- [Check your understanding]
(A) Reproduce word for word the part of the duty of candour text from "Regulation 20 applies" up to and including "to deliver it.".
(B) According to the duty of candour text, does Regulation 20 apply to organisations or to individual members of staff?

Tell the relevant person, in person, as soon as reasonably practicable after becoming aware that a notifiable safety incident has occurred, and provide support to them in relation to the incident, including when giving the notification.

• Provide an account of the incident which, to the best of the provider’s knowledge, is true of all the facts the body knows about the incident as at the date of the notification.

• Advise the relevant person what further enquiries the provider believes are appropriate.

• Offer an apology.

• Follow up the apology by giving the same information in writing, and providing an update on the enquiries.

• Keep a written record of all communication with the relevant person.

We will consider the size and type of services and the relevance of the regulation to the provided

regulated activity.

The registration inspector will check that the provider has robust systems in place to meet the duty of candour regulation. This would include, but is not limited to, training for all staff on communicating with people who use services about notifiable safety incidents; incident reporting forms which support the recording of a duty of candour notification; support for staff when they notify people who use services when something has gone wrong; oversight and assurance.

When they are inspecting the following  KLOE’s will be looked at for  compliance with Duty of Candour. 

S2: Are lessons learned and improvements made when things go wrong?

Prompt 1: Are people who use services told when they are affected by something that goes wrong, given

an apology and informed of any actions taken as a result?

W3: How does the leadership and culture reflect the vision and values, encourage openness and transparency and promote good quality care?

Prompt 9: Does the culture encourage candour, openness and honesty?

Services that are safe ensure that when something goes wrong, people receive a sincere apology and are told about any actions taken to improve processes to prevent the same thing happening again. In services that are well-led; candour, openness, honesty, transparency and challenges to poor practice are the norm. Leadership at all levels in the organisation is central to ensuring a culture that supports this.

Regulation 20 applies to organisations as opposed to individual members of staff.

It requires the provider to ensure that all their staff, regardless of seniority or permanency, understand the organisation’s responsibility to be open and transparent in their communication with relevant persons in relation to a notifiable safety incident. It requires the provider to understand their own role, and to put policy and processes in place to ensure they are supported to deliver it.

Providers should have policies and procedures to support a culture of openness and

transparency, and ensure that staff follow them. Providers should also take action to tackle

bullying, harassment and undermining, and investigate any instances where a member of

staff may have obstructed another in exercising their duty of candour.

Individual members of staff who are professionally registered, are separately subject to the

professional duty of candour, which is overseen by the professional regulatory bodies such

as the General Medical Council (GMC), Nursing and Midwifery Council (NMC) and the

General Dental Council (GDC). The provider should have a system in place to identify and

deal with possible breaches of the professional duty of candour by staff who are

professionally registered. This is likely to include an investigation and escalation process,

which may lead to referral to their professional regulator or other relevant body.

Notifications  CQC  expect all providers to have systems in place to handle notifiable safety incidents in accordance with Regulation 20 and the other regulatory requirements in relation to such incidents. 

Registered providers, and their registered managers, are required to notify CQC about certain incidents. The requirements relevant to safety incidents are set out in Regulations 16, 17 and 18 of the Care Quality Commission (Registration) Regulations 2009 – this is covered within our guidance for providers on the regulations.

Apology An ‘apology’ is an expression of sorrow or regret in respect of a notifiable safety incident; It is not an admission of guilt.

- [Stored items from a collection]
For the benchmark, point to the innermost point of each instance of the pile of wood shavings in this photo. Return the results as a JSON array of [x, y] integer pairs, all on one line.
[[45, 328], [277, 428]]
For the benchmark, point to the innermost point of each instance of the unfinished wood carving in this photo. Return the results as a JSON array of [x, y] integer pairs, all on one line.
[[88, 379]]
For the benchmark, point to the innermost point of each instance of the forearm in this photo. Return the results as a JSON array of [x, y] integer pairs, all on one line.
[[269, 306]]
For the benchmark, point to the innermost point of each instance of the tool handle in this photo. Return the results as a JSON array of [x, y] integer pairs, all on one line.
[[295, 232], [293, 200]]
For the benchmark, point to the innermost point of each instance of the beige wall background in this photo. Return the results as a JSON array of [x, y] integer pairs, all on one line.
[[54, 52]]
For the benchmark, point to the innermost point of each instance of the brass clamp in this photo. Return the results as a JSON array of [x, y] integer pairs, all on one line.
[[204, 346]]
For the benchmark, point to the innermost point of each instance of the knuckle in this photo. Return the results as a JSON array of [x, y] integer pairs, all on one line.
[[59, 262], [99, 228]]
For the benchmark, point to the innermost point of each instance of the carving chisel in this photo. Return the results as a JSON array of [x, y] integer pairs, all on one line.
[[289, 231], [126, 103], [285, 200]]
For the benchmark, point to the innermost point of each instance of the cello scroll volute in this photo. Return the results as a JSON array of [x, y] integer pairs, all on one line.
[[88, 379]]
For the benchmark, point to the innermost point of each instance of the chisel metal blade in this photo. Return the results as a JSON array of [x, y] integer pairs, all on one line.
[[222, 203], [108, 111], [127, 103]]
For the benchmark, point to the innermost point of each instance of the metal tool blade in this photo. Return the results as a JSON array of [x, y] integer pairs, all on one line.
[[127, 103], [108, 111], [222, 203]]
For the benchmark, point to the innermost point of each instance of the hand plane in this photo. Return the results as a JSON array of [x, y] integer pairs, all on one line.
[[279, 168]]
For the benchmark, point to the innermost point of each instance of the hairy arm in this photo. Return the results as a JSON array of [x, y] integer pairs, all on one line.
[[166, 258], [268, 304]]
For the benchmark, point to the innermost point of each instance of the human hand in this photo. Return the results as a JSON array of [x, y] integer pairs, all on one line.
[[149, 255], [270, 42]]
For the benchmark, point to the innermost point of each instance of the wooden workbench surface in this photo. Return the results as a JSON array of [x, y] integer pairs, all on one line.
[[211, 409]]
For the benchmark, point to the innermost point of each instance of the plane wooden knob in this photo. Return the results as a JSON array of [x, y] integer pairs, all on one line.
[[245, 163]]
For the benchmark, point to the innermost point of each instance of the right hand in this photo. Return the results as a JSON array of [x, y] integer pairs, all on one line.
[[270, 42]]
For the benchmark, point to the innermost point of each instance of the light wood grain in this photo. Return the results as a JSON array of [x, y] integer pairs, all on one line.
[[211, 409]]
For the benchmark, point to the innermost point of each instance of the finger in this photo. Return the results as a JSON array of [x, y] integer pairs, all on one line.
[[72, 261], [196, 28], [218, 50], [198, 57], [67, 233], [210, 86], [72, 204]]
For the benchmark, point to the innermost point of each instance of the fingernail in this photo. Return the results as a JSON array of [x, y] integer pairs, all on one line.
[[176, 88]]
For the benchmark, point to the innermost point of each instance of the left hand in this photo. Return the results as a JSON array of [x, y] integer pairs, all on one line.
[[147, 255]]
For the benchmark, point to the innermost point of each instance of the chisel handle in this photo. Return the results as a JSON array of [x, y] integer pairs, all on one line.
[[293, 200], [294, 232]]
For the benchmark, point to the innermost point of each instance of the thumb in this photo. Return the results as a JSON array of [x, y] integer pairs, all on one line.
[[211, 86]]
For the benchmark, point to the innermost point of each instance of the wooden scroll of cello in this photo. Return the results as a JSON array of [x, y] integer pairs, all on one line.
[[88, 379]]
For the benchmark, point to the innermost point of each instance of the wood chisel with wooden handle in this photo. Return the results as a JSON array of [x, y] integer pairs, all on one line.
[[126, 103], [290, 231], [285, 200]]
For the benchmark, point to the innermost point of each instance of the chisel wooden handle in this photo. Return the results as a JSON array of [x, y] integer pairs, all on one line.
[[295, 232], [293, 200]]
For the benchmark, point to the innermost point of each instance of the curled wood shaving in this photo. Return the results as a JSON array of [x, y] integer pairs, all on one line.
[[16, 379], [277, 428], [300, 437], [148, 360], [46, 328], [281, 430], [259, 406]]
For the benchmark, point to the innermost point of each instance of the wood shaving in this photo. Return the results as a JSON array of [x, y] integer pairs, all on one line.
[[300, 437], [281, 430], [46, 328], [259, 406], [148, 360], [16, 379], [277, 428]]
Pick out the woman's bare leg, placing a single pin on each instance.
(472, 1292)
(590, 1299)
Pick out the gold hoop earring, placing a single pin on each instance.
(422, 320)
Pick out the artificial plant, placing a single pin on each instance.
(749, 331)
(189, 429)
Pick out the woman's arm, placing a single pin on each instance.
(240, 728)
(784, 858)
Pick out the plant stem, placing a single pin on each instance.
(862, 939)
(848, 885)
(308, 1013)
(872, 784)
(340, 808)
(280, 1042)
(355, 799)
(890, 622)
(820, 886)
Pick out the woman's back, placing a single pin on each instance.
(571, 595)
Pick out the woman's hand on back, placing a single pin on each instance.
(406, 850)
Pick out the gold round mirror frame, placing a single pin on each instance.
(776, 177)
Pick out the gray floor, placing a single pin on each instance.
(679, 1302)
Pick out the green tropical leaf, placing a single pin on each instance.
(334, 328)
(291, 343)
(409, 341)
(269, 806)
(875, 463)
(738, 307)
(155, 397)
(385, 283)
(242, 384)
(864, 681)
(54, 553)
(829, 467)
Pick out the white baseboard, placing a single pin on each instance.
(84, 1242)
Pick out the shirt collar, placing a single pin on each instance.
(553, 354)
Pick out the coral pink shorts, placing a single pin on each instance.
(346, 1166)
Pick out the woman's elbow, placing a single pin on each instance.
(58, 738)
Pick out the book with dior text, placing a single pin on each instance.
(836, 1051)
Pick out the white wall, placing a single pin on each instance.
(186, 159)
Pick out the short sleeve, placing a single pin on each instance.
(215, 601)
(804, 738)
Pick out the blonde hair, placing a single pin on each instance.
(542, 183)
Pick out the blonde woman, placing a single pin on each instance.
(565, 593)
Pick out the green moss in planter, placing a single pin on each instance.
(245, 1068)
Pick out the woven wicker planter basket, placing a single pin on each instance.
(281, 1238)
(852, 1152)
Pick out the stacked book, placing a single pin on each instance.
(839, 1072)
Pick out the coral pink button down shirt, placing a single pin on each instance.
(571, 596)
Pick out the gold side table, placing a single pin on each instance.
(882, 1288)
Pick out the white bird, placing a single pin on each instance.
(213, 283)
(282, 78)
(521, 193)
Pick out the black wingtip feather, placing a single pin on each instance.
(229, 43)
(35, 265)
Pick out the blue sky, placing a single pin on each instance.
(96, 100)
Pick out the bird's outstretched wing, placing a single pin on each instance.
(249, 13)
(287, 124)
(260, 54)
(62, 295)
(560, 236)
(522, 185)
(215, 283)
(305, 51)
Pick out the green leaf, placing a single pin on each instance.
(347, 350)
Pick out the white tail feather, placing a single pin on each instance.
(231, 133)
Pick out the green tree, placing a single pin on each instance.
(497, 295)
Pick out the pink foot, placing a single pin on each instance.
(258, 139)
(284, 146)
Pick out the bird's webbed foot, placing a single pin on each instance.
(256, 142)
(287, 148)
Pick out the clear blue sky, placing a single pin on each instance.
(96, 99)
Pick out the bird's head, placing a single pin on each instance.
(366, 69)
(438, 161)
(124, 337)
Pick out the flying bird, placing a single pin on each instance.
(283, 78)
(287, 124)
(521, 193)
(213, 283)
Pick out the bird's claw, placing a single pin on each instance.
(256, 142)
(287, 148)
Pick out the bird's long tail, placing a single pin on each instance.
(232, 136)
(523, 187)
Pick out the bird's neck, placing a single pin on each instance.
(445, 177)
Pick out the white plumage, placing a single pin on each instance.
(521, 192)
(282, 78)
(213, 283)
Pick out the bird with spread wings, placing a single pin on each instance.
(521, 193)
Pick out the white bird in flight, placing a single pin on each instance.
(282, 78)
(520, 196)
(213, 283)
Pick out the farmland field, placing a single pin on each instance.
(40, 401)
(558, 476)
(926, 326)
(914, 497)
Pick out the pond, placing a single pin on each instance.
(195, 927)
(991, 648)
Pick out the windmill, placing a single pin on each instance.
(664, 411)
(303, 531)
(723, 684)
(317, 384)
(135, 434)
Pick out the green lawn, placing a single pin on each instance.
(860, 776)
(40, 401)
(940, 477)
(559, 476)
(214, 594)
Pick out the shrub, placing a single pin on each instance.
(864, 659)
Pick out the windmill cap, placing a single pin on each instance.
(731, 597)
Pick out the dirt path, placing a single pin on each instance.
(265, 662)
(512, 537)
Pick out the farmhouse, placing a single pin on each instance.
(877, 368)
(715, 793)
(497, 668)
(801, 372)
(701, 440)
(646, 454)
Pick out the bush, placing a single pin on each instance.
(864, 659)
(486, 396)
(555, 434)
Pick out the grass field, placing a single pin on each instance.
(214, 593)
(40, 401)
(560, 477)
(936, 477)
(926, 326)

- [List of solutions]
(A)
Regulation 20 applies to organisations as opposed to individual members of staff.

It requires the provider to ensure that all their staff, regardless of seniority or permanency, understand the organisation’s responsibility to be open and transparent in their communication with relevant persons in relation to a notifiable safety incident. It requires the provider to understand their own role, and to put policy and processes in place to ensure they are supported to deliver it.

(B) Regulation 20 applies to organisations, not to individual members of staff.